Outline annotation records
= = =

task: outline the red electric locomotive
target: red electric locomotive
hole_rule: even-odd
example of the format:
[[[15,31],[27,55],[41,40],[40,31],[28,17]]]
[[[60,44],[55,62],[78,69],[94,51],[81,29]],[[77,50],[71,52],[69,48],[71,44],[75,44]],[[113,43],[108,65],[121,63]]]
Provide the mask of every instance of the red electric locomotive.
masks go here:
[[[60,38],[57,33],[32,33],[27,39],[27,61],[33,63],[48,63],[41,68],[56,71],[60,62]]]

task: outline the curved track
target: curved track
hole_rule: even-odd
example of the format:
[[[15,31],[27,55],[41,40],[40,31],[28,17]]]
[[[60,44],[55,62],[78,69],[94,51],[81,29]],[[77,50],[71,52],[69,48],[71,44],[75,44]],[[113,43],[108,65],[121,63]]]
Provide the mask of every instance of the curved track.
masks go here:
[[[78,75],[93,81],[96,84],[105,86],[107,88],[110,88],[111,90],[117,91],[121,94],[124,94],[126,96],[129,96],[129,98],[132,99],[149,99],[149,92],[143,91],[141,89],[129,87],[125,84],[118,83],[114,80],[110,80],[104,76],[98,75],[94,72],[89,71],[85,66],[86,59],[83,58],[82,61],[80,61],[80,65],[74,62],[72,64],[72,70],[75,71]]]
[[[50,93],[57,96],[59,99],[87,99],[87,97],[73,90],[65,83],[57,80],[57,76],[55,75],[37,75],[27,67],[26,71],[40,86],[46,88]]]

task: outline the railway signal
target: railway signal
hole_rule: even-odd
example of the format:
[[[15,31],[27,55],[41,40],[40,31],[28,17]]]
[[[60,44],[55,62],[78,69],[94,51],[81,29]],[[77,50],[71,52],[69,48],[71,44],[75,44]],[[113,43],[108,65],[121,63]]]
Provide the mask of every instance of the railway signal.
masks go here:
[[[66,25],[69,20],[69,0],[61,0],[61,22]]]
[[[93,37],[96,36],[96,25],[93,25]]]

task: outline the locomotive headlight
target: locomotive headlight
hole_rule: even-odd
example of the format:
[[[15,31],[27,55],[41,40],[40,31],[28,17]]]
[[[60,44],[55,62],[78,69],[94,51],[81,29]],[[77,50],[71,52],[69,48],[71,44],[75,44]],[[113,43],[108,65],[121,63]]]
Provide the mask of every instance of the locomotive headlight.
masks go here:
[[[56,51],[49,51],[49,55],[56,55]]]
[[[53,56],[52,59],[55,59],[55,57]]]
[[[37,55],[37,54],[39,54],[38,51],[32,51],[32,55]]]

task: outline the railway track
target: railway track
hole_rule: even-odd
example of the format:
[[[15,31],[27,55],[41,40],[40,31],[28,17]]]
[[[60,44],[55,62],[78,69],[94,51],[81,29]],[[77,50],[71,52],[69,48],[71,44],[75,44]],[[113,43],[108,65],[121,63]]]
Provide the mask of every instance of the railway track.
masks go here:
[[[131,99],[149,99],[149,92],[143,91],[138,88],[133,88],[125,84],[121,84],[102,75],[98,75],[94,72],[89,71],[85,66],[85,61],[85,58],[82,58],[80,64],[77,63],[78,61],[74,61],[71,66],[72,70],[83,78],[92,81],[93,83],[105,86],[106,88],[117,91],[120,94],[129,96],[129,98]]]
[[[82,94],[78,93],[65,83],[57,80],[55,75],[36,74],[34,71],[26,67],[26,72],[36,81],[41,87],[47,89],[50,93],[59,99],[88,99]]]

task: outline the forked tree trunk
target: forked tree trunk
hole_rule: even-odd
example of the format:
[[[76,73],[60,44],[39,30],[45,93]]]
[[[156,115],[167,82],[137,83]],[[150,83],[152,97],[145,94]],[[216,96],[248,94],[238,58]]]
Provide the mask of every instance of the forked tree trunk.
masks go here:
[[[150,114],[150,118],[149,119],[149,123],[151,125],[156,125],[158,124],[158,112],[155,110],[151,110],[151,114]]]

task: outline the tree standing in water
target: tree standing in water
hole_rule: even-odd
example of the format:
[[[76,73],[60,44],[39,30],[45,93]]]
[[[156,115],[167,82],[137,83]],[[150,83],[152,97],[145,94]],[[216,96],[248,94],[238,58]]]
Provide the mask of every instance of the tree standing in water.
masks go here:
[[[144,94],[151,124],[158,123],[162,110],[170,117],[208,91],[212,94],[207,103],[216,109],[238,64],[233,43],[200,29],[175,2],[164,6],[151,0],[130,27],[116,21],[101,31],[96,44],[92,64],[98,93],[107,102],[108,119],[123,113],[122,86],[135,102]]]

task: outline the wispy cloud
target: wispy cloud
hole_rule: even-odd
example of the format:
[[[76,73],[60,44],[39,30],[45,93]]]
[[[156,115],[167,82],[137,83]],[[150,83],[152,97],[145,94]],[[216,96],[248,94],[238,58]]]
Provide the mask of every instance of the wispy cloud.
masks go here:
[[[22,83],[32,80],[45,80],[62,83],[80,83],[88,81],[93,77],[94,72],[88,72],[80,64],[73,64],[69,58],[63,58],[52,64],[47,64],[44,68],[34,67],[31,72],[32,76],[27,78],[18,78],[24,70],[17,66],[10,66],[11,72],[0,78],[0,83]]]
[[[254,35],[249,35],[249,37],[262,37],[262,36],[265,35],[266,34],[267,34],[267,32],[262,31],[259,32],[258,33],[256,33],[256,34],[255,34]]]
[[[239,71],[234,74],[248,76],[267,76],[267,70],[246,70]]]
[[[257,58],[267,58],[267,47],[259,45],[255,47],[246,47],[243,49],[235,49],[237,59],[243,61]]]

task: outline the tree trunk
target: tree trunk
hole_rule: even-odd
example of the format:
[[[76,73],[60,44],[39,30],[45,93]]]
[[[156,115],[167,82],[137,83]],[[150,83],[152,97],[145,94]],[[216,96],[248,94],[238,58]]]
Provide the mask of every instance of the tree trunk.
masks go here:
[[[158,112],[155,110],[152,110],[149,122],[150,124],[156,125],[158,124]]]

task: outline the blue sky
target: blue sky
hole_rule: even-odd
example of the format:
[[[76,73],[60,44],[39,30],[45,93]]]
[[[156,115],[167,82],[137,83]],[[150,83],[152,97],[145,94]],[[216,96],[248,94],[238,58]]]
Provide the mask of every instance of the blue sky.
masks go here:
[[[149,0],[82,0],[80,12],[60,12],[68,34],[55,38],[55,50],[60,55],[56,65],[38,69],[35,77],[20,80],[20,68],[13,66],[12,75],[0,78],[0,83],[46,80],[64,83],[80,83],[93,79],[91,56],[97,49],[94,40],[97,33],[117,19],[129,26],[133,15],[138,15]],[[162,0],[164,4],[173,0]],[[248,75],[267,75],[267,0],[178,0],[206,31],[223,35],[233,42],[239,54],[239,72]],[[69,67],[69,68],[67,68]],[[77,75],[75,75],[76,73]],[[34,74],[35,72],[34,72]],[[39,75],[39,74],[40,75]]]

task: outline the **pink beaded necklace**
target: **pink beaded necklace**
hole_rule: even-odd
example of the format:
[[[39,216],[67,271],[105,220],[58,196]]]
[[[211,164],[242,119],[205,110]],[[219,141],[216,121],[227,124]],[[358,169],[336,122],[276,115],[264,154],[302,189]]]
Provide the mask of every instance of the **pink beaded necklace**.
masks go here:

= = =

Reproduce all the records with every "example of the format" swapped for "format sample", leaving everything else unchanged.

task: outline the red electric locomotive
target: red electric locomotive
hole_rule: even-odd
format sample:
[[[15,31],[27,55],[41,40],[40,31],[28,17]]]
[[[60,44],[55,62],[78,69],[94,51],[81,29]],[[77,50],[71,52],[69,48],[71,44],[75,44]],[[113,43],[108,65],[121,63]]]
Provide the mask of every instance of the red electric locomotive.
masks go here:
[[[60,38],[57,33],[32,33],[27,39],[27,61],[33,63],[48,63],[41,68],[56,71],[60,62]]]

task: outline the curved track
target: curved track
hole_rule: even-odd
format sample:
[[[15,31],[27,55],[41,40],[40,31],[28,17]]]
[[[60,44],[55,62],[78,69],[94,51],[81,29]],[[77,50],[71,52],[69,48],[71,44],[75,44]],[[113,43],[108,65],[121,63]]]
Provide the mask of every instance of the curved track.
masks go here:
[[[78,75],[93,81],[96,84],[105,86],[107,88],[110,88],[111,90],[117,91],[121,94],[124,94],[126,96],[129,96],[129,98],[132,99],[149,99],[149,92],[143,91],[141,89],[129,87],[125,84],[118,83],[114,80],[110,80],[104,76],[98,75],[94,72],[89,71],[85,66],[86,59],[83,58],[82,61],[80,61],[80,65],[74,62],[72,64],[72,70],[75,71]]]
[[[50,93],[57,96],[59,99],[87,99],[87,97],[73,90],[65,83],[57,80],[57,76],[55,75],[37,75],[27,67],[26,71],[40,86],[46,88]]]

task: outline the railway signal
target: railway signal
hole_rule: even-odd
format sample:
[[[15,31],[27,55],[41,40],[40,31],[28,17]]]
[[[60,44],[55,62],[78,69],[94,51],[81,29]],[[77,50],[71,52],[69,48],[71,44],[75,44]],[[113,43],[108,65],[121,63]]]
Provide the mask of every instance of the railway signal.
masks go here:
[[[66,25],[69,20],[69,0],[61,0],[61,22]]]
[[[93,37],[96,36],[96,25],[93,25]]]

task: outline the locomotive headlight
target: locomotive headlight
hole_rule: even-odd
format sample:
[[[15,31],[27,55],[41,40],[40,31],[28,17]]]
[[[60,44],[55,62],[78,69],[94,51],[81,29]],[[77,50],[71,52],[69,48],[71,44],[75,44]],[[113,43],[108,65],[121,63]]]
Provide the mask of every instance of the locomotive headlight.
masks go here:
[[[56,51],[49,51],[49,55],[56,55]]]
[[[53,56],[52,59],[55,59],[55,57]]]
[[[37,55],[37,54],[39,54],[38,51],[32,51],[32,55]]]

task: outline the railway track
target: railway track
hole_rule: even-odd
format sample:
[[[15,31],[27,55],[41,40],[40,31],[28,17]]]
[[[60,44],[55,62],[78,69],[94,51],[81,29]],[[77,50],[71,52],[69,48],[71,44],[75,44]],[[113,43],[108,65],[121,63]]]
Provide the mask of every instance of the railway track.
masks go here:
[[[131,99],[149,99],[149,92],[143,91],[138,88],[133,88],[125,84],[121,84],[102,75],[98,75],[94,72],[89,71],[85,66],[85,61],[85,58],[82,58],[80,64],[77,63],[78,61],[74,61],[71,66],[72,70],[83,78],[92,81],[93,83],[105,86],[106,88],[117,91],[120,94],[129,96],[129,98]]]
[[[82,94],[78,93],[65,83],[57,80],[55,75],[36,74],[34,71],[26,67],[26,72],[36,81],[41,87],[47,89],[50,93],[59,99],[88,99]]]

task: outline the forked tree trunk
target: forked tree trunk
hole_rule: even-odd
format sample:
[[[76,73],[60,44],[39,30],[45,93]]]
[[[156,115],[167,82],[137,83]],[[150,83],[152,97],[145,94]],[[216,96],[248,94],[238,58]]]
Provide the mask of every instance of the forked tree trunk.
masks go here:
[[[150,114],[150,118],[149,119],[149,123],[151,125],[156,125],[158,124],[158,112],[155,110],[151,110],[151,114]]]

task: outline the tree standing in water
target: tree standing in water
hole_rule: even-odd
format sample:
[[[76,73],[60,44],[39,30],[45,93]]]
[[[156,115],[167,82],[137,83]],[[150,83],[152,97],[145,94]],[[216,96],[248,94],[238,58]]]
Provide the mask of every instance of the tree standing in water.
masks go here:
[[[144,94],[151,124],[158,123],[162,110],[170,117],[208,91],[212,94],[207,103],[216,109],[238,64],[233,43],[200,29],[175,2],[164,6],[151,0],[130,27],[116,21],[101,31],[96,44],[92,64],[98,93],[107,102],[108,119],[123,113],[122,86],[135,102]]]

task: outline the wispy cloud
target: wispy cloud
hole_rule: even-odd
format sample:
[[[76,73],[60,44],[39,30],[45,93]]]
[[[156,115],[167,82],[137,83]],[[150,83],[152,97],[145,94]],[[216,96],[248,94],[238,58]]]
Provide the mask of every instance of the wispy cloud.
masks go here:
[[[22,83],[32,80],[45,80],[62,83],[80,83],[88,81],[93,77],[94,72],[88,72],[80,64],[73,64],[69,58],[63,58],[52,64],[47,64],[44,68],[34,67],[31,72],[32,76],[27,78],[18,78],[24,70],[17,66],[10,66],[11,72],[0,78],[0,83]]]
[[[254,35],[249,35],[249,37],[262,37],[262,36],[265,35],[266,34],[267,34],[267,32],[262,31],[259,32],[258,33],[256,33],[256,34],[255,34]]]
[[[239,71],[234,74],[248,76],[267,76],[267,70],[246,70]]]
[[[257,58],[267,58],[267,47],[259,45],[255,47],[246,47],[243,49],[235,49],[237,59],[243,61]]]

task: outline the tree trunk
target: tree trunk
hole_rule: even-odd
format sample:
[[[76,73],[60,44],[39,30],[45,93]]]
[[[156,115],[167,82],[137,83]],[[150,83],[152,97],[145,94]],[[216,96],[248,94],[238,58]]]
Provide the mask of every instance of the tree trunk.
masks go here:
[[[158,112],[155,110],[152,110],[149,122],[150,124],[156,125],[158,124]]]

task: outline the blue sky
target: blue sky
hole_rule: even-odd
format sample:
[[[76,73],[60,44],[39,30],[45,93]]]
[[[156,115],[167,82],[137,83]],[[150,83],[152,97],[145,94]],[[216,96],[248,94],[238,58]]]
Provide the mask of every instance of the blue sky.
masks go here:
[[[149,0],[82,0],[80,12],[60,12],[68,34],[55,38],[55,50],[60,55],[56,65],[38,69],[35,77],[20,80],[20,68],[13,66],[12,75],[0,78],[0,83],[46,80],[64,83],[80,83],[93,79],[91,56],[97,49],[94,40],[97,33],[117,19],[129,26],[133,15],[138,15]],[[162,0],[164,4],[173,0]],[[248,75],[267,75],[267,0],[178,0],[206,31],[223,35],[233,42],[239,54],[239,72]],[[69,67],[69,68],[67,68]],[[77,75],[75,75],[76,73]],[[34,74],[35,72],[34,72]],[[39,75],[39,74],[40,75]]]

task: outline the **pink beaded necklace**
target: **pink beaded necklace**
hole_rule: even-odd
format sample:
[[[39,216],[67,271],[105,220],[58,196]]]
[[[211,164],[242,119],[205,110]],[[219,141],[216,121],[227,124]],[[358,169],[336,122],[276,115],[264,154],[302,189]]]
Provide the mask of every instance of the **pink beaded necklace**.
masks go here:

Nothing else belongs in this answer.